Print the whole listing again exactly, keeping no pictures in it.

· · · · ·

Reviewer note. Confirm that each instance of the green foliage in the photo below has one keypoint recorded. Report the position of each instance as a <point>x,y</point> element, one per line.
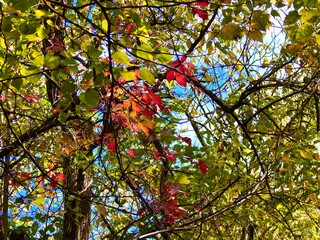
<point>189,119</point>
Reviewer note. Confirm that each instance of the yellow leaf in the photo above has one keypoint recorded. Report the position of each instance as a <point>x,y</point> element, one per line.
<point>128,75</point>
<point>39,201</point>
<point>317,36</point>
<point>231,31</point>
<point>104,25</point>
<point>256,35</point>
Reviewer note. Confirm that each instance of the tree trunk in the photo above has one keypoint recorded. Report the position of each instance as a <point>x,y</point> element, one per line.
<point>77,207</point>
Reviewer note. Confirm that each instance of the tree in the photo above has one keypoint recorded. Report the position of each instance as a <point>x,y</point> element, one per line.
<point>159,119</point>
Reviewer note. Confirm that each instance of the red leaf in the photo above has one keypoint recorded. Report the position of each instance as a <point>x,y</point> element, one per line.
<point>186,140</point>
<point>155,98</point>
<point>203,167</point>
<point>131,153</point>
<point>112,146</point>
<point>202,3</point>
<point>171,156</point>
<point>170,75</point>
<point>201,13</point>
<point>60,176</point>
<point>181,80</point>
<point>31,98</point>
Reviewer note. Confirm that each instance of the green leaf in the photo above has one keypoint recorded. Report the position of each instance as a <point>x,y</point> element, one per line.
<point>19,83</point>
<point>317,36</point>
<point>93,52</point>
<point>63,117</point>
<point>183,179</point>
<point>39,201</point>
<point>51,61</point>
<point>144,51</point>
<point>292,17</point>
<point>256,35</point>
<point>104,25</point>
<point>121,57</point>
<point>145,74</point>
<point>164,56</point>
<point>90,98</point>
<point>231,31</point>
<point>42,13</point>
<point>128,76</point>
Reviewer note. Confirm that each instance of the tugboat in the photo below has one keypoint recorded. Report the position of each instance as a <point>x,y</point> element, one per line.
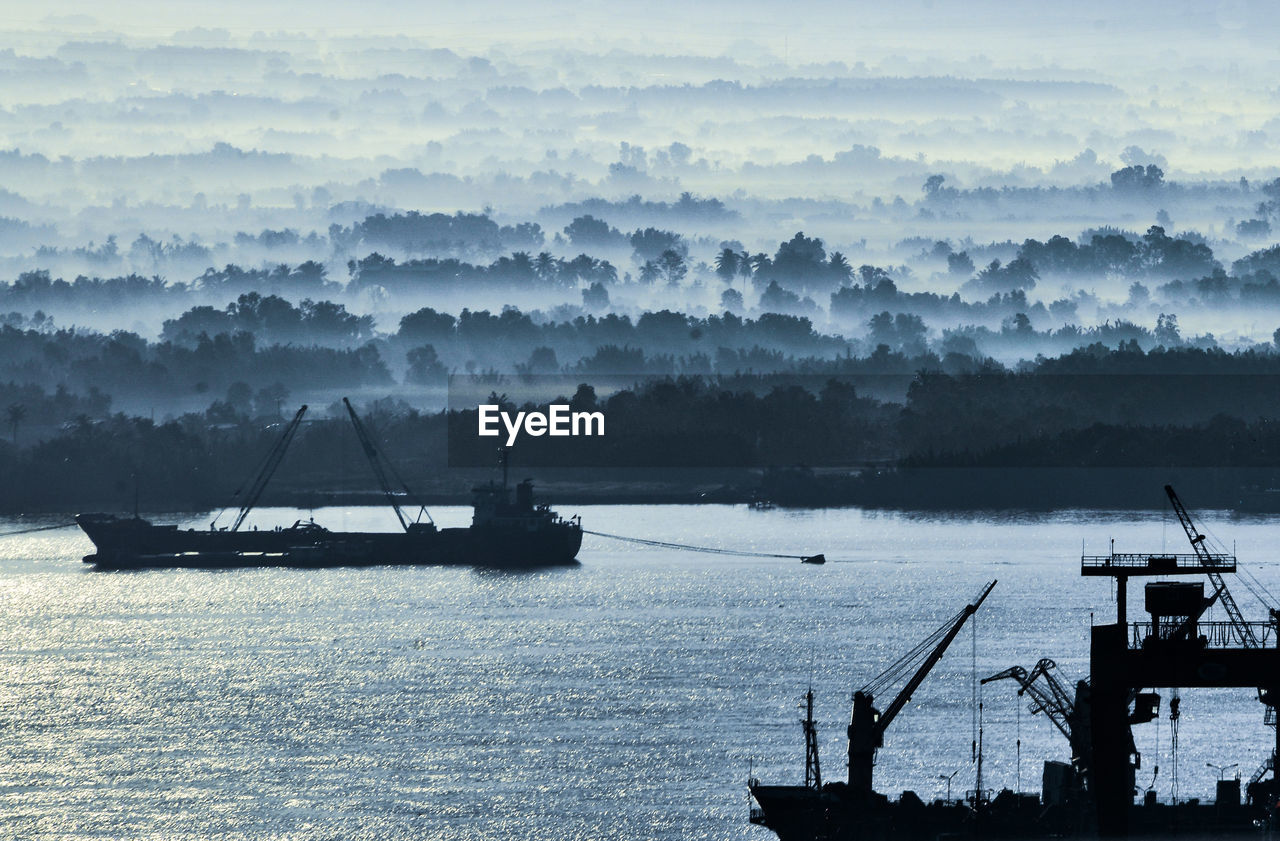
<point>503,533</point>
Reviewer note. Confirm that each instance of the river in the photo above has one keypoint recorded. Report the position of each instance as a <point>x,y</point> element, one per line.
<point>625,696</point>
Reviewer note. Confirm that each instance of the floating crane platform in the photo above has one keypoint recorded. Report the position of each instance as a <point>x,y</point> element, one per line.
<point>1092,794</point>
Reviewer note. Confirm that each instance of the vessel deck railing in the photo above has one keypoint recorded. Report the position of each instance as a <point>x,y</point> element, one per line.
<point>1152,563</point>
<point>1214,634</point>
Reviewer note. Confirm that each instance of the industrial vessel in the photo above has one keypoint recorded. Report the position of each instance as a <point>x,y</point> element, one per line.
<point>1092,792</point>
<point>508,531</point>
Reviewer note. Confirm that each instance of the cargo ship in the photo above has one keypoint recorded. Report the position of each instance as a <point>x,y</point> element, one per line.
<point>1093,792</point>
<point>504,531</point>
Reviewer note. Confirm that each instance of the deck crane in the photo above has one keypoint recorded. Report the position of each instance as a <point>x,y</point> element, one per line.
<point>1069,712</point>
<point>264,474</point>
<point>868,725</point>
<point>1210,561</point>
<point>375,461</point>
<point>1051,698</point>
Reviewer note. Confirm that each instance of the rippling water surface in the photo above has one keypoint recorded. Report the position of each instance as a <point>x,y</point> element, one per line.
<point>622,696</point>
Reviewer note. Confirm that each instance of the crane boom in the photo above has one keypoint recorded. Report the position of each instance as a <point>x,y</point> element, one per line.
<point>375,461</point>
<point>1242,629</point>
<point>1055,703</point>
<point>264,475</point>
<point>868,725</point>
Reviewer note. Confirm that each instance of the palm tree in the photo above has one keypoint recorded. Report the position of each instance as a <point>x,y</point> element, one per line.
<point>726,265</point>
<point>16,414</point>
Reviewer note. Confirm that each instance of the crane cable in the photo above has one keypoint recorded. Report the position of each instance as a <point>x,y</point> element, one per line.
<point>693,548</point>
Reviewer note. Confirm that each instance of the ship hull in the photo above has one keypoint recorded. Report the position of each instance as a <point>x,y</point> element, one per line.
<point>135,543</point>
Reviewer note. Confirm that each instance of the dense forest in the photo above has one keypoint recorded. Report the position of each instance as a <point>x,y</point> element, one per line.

· · · · ·

Answer to this problem
Reviewer note. Confirm that each instance of the green foliage in the photo below has one keypoint recorded. Report the position of each instance as a <point>x,y</point> element, one per line.
<point>189,119</point>
Reviewer note. Confirm that each instance of the yellow leaf in the photo above has one keypoint recorded. Report the position of each instance as a <point>x,y</point> element, one per line.
<point>128,75</point>
<point>39,201</point>
<point>317,36</point>
<point>231,31</point>
<point>104,25</point>
<point>256,35</point>
Reviewer note. Confirm that each instance of the tree trunk in the photo above has one keypoint recorded. Report the position of each instance as a <point>x,y</point> element, one per line.
<point>77,207</point>
Reviewer note. Confirm that each instance of the tree in the photo above has one keypoint recorded. Report the position of each instance as a <point>x,y</point> element, one per line.
<point>159,119</point>
Reviewer note. Confirm that each instance of the red leaf in the photo above has one keypoint recorded. Report the position of each instance as a <point>x,y</point> element, one per line.
<point>186,140</point>
<point>155,98</point>
<point>203,167</point>
<point>131,153</point>
<point>112,146</point>
<point>202,3</point>
<point>171,156</point>
<point>170,75</point>
<point>201,13</point>
<point>60,176</point>
<point>181,80</point>
<point>31,98</point>
Reviewer note. Confirm that each instance of the green leaf in the photo above has one keypoint recorded. Report the position of each instance as a <point>x,y</point> element, one per line.
<point>19,83</point>
<point>317,36</point>
<point>93,52</point>
<point>63,117</point>
<point>183,179</point>
<point>39,201</point>
<point>51,61</point>
<point>144,51</point>
<point>292,17</point>
<point>256,35</point>
<point>104,25</point>
<point>121,57</point>
<point>145,74</point>
<point>164,56</point>
<point>90,98</point>
<point>231,31</point>
<point>42,13</point>
<point>128,76</point>
Reviewer note. Confirm that each instance of the tugboat in the photo below has one keypoint recorded. Report the position of each instance as a <point>x,y</point> element, one per line.
<point>503,533</point>
Reviewer note. Confirm that each instance of the river in the photo above has one keypoint recorded. Report the position of each instance as a <point>x,y</point> element, one per line.
<point>625,696</point>
Reviewer note. Confirm that each instance of the floating crane platform in the photo above has one keypoint recorded. Report the position of each instance as a <point>x,y</point> element, one per line.
<point>1092,794</point>
Reviewer note. Confirm that each instance of the vessel deck railing in the photo above has one keypoint recorded. Report the position of each instance as a <point>x,y</point> element, one per line.
<point>1152,563</point>
<point>1214,634</point>
Reviewer note. Confirm that each instance of the industrial vessel in the photo above has one keypoint recorded. Report the position of each instance as a <point>x,y</point> element, one per line.
<point>1092,792</point>
<point>508,531</point>
Reviewer note. Confirm that each instance of the cargo ship in the photo above has one keypoint recorded. Report the position of each instance as a <point>x,y</point> element, one per line.
<point>1093,792</point>
<point>504,531</point>
Reviewer note. Confirm that each instance of the deck crane in the photo above has one keypoint recorded. Report the position of each instance as a <point>x,y</point> element, one per line.
<point>1069,712</point>
<point>264,474</point>
<point>868,725</point>
<point>1210,561</point>
<point>375,461</point>
<point>1051,698</point>
Reviewer note. Confirm that each instance of the rippling water surface in the photo above has one keypoint recorded. Report the position of each instance as a <point>x,y</point> element, one per line.
<point>622,696</point>
Reviewer note. Confirm that each instance of the crane boom in the photo above has one keypoint recorded. Report the position of each instance as a <point>x,y</point> element, one per line.
<point>375,461</point>
<point>1242,629</point>
<point>1055,703</point>
<point>264,475</point>
<point>868,725</point>
Reviewer note. Confirm that each instance of the palm tree in the photo above has one keypoint recorded. Report the position of each instance as a <point>x,y</point> element, one per line.
<point>726,265</point>
<point>16,414</point>
Reviewer note. Confirm that each instance of the crane cable in the photo above has one keypoint recorded. Report the position of each instance as a <point>x,y</point> element, one per line.
<point>693,548</point>
Reviewer note. Confirm that each instance of the ship hull in the photo above has one keypoint recorded. Report the position of each instance as a <point>x,y</point> element, one per line.
<point>135,543</point>
Reviewer note. Confirm that each instance of the dense forest in the photo above has one keypoint recorded. Report the position of each instance as a <point>x,y</point> element, one per line.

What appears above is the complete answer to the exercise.